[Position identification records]

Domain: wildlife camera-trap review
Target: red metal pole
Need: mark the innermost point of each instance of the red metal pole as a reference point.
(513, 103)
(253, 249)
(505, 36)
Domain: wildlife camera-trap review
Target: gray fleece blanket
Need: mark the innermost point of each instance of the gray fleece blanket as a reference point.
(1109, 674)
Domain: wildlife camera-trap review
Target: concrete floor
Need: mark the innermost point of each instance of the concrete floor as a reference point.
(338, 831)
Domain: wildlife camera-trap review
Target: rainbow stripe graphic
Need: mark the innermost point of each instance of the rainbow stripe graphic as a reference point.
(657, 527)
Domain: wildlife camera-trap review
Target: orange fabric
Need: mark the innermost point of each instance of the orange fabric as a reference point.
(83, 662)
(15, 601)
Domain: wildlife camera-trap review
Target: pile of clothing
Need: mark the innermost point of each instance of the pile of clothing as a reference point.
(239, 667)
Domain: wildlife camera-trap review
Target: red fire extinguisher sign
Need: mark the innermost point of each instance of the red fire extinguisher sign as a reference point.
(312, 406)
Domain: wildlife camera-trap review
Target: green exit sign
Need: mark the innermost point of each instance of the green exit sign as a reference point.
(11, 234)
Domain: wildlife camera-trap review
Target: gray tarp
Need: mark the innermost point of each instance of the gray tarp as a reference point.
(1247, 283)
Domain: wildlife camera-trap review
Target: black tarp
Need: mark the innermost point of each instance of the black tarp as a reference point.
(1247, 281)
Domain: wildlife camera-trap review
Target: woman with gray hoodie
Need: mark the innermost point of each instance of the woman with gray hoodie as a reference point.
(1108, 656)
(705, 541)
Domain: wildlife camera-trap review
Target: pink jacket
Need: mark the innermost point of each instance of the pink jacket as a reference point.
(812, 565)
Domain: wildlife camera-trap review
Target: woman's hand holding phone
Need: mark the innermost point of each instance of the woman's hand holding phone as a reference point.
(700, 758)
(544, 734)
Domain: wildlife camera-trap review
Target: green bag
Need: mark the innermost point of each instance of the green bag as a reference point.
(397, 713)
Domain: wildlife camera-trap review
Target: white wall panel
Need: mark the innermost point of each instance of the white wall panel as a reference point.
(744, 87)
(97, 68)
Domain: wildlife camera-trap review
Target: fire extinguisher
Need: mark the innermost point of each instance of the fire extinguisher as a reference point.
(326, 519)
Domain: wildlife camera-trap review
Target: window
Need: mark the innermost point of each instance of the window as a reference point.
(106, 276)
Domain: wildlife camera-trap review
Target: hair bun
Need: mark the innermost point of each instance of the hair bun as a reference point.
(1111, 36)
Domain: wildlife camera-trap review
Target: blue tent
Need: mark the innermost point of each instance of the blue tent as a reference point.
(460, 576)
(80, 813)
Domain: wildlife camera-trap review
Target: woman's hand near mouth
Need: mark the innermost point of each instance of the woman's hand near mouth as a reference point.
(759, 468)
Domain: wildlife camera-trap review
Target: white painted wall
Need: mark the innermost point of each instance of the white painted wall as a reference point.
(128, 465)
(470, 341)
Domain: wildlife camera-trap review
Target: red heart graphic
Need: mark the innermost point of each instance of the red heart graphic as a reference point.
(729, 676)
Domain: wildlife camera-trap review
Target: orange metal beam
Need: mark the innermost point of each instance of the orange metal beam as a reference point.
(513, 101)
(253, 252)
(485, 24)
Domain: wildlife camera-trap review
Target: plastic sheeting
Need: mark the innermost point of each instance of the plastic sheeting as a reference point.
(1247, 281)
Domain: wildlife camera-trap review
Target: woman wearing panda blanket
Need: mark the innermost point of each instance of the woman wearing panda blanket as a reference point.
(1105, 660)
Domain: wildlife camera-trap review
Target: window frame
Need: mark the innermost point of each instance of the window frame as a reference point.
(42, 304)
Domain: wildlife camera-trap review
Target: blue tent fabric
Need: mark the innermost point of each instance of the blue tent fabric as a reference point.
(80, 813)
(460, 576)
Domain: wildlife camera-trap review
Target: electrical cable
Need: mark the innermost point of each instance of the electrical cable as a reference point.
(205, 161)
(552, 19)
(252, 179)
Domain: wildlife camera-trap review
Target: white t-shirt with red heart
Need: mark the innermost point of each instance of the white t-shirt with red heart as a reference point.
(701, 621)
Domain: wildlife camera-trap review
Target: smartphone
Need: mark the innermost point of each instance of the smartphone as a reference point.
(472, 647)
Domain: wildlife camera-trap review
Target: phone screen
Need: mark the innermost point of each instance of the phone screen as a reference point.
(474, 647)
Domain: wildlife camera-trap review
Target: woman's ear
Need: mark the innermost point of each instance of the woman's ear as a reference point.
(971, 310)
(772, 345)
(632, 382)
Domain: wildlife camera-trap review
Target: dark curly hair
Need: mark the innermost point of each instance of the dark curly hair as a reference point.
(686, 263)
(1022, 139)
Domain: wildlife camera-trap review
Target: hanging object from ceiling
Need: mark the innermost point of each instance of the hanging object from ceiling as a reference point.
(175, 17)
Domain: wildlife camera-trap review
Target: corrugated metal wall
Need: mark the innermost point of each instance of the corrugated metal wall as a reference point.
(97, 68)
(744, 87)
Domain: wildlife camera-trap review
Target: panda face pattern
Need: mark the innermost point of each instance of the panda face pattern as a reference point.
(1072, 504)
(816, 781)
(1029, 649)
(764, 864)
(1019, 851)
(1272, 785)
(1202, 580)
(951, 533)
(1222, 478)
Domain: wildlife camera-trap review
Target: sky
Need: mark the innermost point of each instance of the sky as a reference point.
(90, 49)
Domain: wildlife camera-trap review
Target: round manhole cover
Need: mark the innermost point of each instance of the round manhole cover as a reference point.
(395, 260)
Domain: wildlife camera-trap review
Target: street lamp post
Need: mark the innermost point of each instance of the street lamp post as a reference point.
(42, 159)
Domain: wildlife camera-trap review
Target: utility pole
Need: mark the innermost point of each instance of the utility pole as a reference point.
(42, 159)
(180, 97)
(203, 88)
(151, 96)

**What the task asks:** Reproduce every line of the records above, substituting "anchor point" for each occurrence of "reference point" and leaving all other text unchanged.

**Exercise solution:**
Domain: wildlife camera-trap review
Target: red metal pole
Need: mark the innermost point of each instance of the red metal pole as a anchor point.
(513, 103)
(253, 249)
(505, 36)
Domain: wildlife camera-trap review
Target: gray fleece blanket
Need: mark the innermost point of each instance of the gray fleece blanket as a anchor point.
(1109, 674)
Domain: wildlife camera-trap review
Target: concrete floor
Need: mark the innermost point of each instance of the concrete floor as a anchor point.
(338, 831)
Domain: wildlife camera-trap review
Target: rainbow stripe graphic
Need: mark the innermost point of each instance of the rainbow stripe graphic as a anchor point.
(657, 527)
Domain: wildlife camera-trap review
Target: orange fabric
Need: mark the innermost point of each instance of the orange fabric as a anchor point.
(83, 662)
(15, 601)
Domain: wildlife camera-trap review
Target: pile of clothing
Need: mark the innermost point of each instance of the pile of clothing as a anchor point.
(239, 667)
Domain: wildlife camera-trap review
Target: red fire extinguisher sign
Need: mark the innermost point of each instance of the red fire extinguisher sign as a anchor point.
(312, 406)
Domain: wildlife camera-trap review
Target: green exit sign
Need: mark the innermost point of each instance of the green exit sign as a anchor point.
(11, 234)
Domain: wildlife camera-trap review
Target: gray tarp
Need: mark the innermost point of each instance of the gray tarp as a anchor point.
(1247, 283)
Domain: wildlife camera-trap review
Target: black tarp
Need: mark the innermost point of each instance of the black tarp as a anchor point.
(1247, 281)
Domain: wildlife camera-trap review
Target: woman with gray hoodie
Need: mark the innermost point of each instance of the woman with gray hoodie as a anchor point.
(1108, 656)
(705, 541)
Domain: wildlife camera-trap review
Target: pink jacket
Need: mark the innermost point of each instance of the pink jacket as a anchor point.
(812, 565)
Domain: wildlife camera-trap review
Target: woman's hand holding phone
Need: mark the innermost point of each instance of the woman's hand holding phone as a anchor point.
(700, 758)
(544, 734)
Domain: wildlife camera-trap review
Target: green bag
Need: mark the innermost point of each instance of the green bag as a anchor point.
(397, 713)
Domain: wildlife camera-trap review
Target: white wall panel
Need: mark the innermost point of each instance of the white wall panel as a anchor point.
(744, 87)
(97, 68)
Domain: wildlife camera-trap review
Target: fire extinguisher
Need: mark the innermost point of each instance of the fire extinguisher as a anchor point.
(326, 519)
Domain: wildlife camera-trap review
Target: window
Need: mark the innermost point of each instance of the window as a anchor point.
(106, 276)
Domain: wildlife camera-trap review
Target: hair bun
Need: mark the innermost point of each instance of the hair bun as a anchor point.
(1111, 36)
Domain: wildlife camera-trap review
Target: blue tent
Need: mark the innermost point of each instance of the blue tent as a anchor point.
(460, 576)
(80, 813)
Domain: wildlife camera-trap review
Target: woman's hand near mouth
Need: mark the innermost point of each instance of the woman's hand near mouth as a anchor point.
(759, 468)
Domain: wildlife camera-trap review
Target: white painted wall
Need: mark the innermost point of each instance of the white painted wall as a anchor point.
(128, 465)
(470, 341)
Domain: wildlife camera-trap review
Target: red heart graphic
Need: mark the innermost point of each instance of the red heart graphic as a anchor point.
(729, 676)
Domain: wildlife camera-trap review
Target: orange metal beam
Need: mark the innermost point of each instance of the orange metal beam as a anchor point.
(513, 101)
(253, 252)
(485, 24)
Domain: wildlife camera-trap review
Target: plastic sheeting
Need: mark the innermost point of each instance of the plastic sheeting as a anchor point.
(1247, 281)
Domain: wildlife camera-trap review
Target: woman wearing panda blanket
Need: mark the innermost point of each instance of the woman wearing panda blanket as a anchor point.
(1105, 660)
Domain: wildlife camera-trap review
Target: window frame
Need: mark the innermost point of each instance of the window frame as a anchor point.
(42, 304)
Domain: wildlife camera-trap review
Target: blue tent fabric
Need: mark the innermost point of each instance of the blue tent fabric as a anchor point.
(80, 813)
(460, 576)
Domain: wildlife camera-trap review
Target: electrical cable
Need: mark the innermost point of each instance of the electrical cable as a anchor point.
(205, 161)
(552, 19)
(252, 179)
Domain: wildlife camera-trap review
Target: white t-shirt with red heart
Need: mark the innermost point of each instance of the white t-shirt with red heart as a anchor point.
(701, 621)
Domain: wildlife camera-trap review
Target: smartphone
Need: mark the innermost point of each instance of the smartphone as a anchor point.
(472, 647)
Domain: wildlife camera-trap review
Target: phone screen
Need: mark the innermost point of each instance of the phone screen as a anchor point.
(474, 647)
Domain: wildlife camera-trap review
Target: woman's ear
Need: mark the innermost point of each instance of the woman's ear as a anchor point.
(971, 310)
(772, 345)
(632, 382)
Domain: wildlife camera-trap review
Target: dark curly hair
Need: mark the innermost point of each instance of the dark curly hair as a anchor point.
(686, 263)
(1022, 139)
Domain: wildlife camera-trap review
Target: hanging object from ceiling
Need: mark the innermost point of each instance of the hanging object from ceiling as a anchor point.
(175, 17)
Domain: wildlife camera-trap review
Target: corrugated metal wall
Need: mark the innermost point of each instance of the corrugated metal wall as a anchor point.
(97, 68)
(744, 87)
Domain: wildlife camera-trap review
Target: panda face pattern
Need: mark the innermost point of each instance of the panda face pattern as a anchor point.
(1072, 504)
(816, 781)
(1029, 649)
(764, 864)
(1019, 851)
(1272, 785)
(1202, 580)
(951, 533)
(1222, 478)
Domain: wildlife camera-trap review
Target: sky
Need: mark the innermost point of each instance of the sky as a anchor point.
(90, 49)
Domain: wildlife camera-trap review
Target: round manhole cover
Need: mark the innermost point of each instance of the round manhole cover as a anchor point.
(395, 260)
Domain: wildlife camera-trap review
Target: street lamp post
Need: mark the innermost point of each instance of the street lamp post as a anchor point.
(42, 159)
Domain: wildlife camera-trap review
Target: utility pole
Need: mark the innermost point of each instance of the utility pole as a anchor point.
(42, 159)
(180, 97)
(203, 88)
(151, 96)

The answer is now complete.